Activity
Each entry is to be given again word for word; images are dropped.

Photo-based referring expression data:
┌──
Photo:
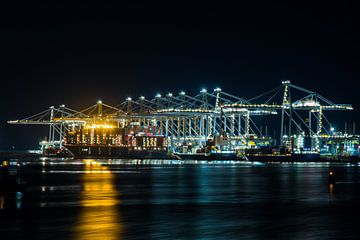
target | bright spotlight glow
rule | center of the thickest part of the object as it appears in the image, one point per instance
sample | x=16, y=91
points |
x=217, y=90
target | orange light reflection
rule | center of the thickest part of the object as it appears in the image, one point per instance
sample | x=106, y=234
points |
x=99, y=217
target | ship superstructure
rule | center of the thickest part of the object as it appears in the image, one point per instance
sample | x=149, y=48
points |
x=208, y=123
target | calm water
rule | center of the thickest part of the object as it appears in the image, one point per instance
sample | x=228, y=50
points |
x=168, y=200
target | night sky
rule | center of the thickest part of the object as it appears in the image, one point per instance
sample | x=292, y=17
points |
x=59, y=52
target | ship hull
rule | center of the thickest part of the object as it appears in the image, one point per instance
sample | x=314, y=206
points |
x=285, y=158
x=80, y=151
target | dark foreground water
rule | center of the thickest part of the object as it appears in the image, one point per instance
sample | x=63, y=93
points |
x=171, y=200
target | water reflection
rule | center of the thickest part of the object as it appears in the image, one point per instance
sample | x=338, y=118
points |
x=99, y=217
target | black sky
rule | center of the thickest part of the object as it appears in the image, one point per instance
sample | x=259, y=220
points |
x=56, y=52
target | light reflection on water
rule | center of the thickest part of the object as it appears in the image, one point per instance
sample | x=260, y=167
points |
x=153, y=199
x=99, y=217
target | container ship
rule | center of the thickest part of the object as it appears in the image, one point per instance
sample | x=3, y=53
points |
└──
Answer to this task
Photo:
target | bright spotlight glow
rule | center of the thickest part of the object as it appears in the image, one point per instance
sample | x=16, y=91
points |
x=217, y=90
target | orange light reflection
rule | center of the thickest part of the object as it appears in the image, one point per instance
sample | x=106, y=234
points |
x=99, y=217
target | ship superstructure
rule | center of the thickest part of the object as it appears in the image, one point per instance
sample | x=149, y=48
points |
x=208, y=123
target | calm water
rule | center of the thickest part of the object as it appears in the image, one point per instance
sample | x=228, y=50
points |
x=168, y=200
target | night sky
rule | center of the thickest part of the object as it appears in the image, one point per instance
sample | x=292, y=17
points |
x=59, y=52
target | ship hull
rule | center of the thickest part of the object as it appears in the image, one point per instance
sample | x=314, y=206
points |
x=285, y=158
x=80, y=151
target | dark foreground water
rule | center of the thickest part of the object as it appears in the image, one point per instance
sample | x=63, y=93
points |
x=171, y=200
target | water reflection
rule | center of the thickest part of the object as it appears in the image, one point per instance
sample | x=338, y=118
points |
x=99, y=217
target | black sky
rule | center of the thickest part of the object as it appears in the image, one point per instance
sample | x=259, y=220
points |
x=56, y=52
target | light reflection on water
rule | center of the thickest part of the object as it appears in the image, one point per instance
sample | x=260, y=167
points |
x=153, y=199
x=99, y=217
target | container ship
rule | center of the thickest part of the object as it appears in the image, one point per instance
sample | x=3, y=53
points |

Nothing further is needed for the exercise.